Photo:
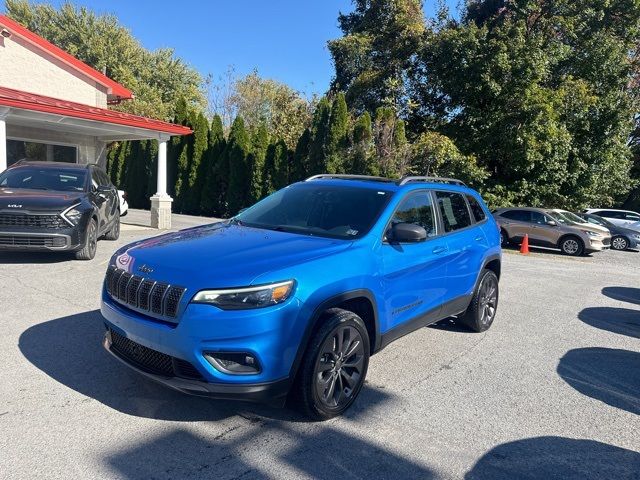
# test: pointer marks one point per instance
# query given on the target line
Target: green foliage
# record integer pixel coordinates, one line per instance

*DESCRIPTION OF THE TASK*
Nothing but the lines from the one that contains "# query given on the target line" through the last line of the entries should appear in your reply, each repeated exactly.

*OUTPUT OF THE TASK*
# query given on the target line
Target: green foliage
# record integer pixel coordinates, one line per instance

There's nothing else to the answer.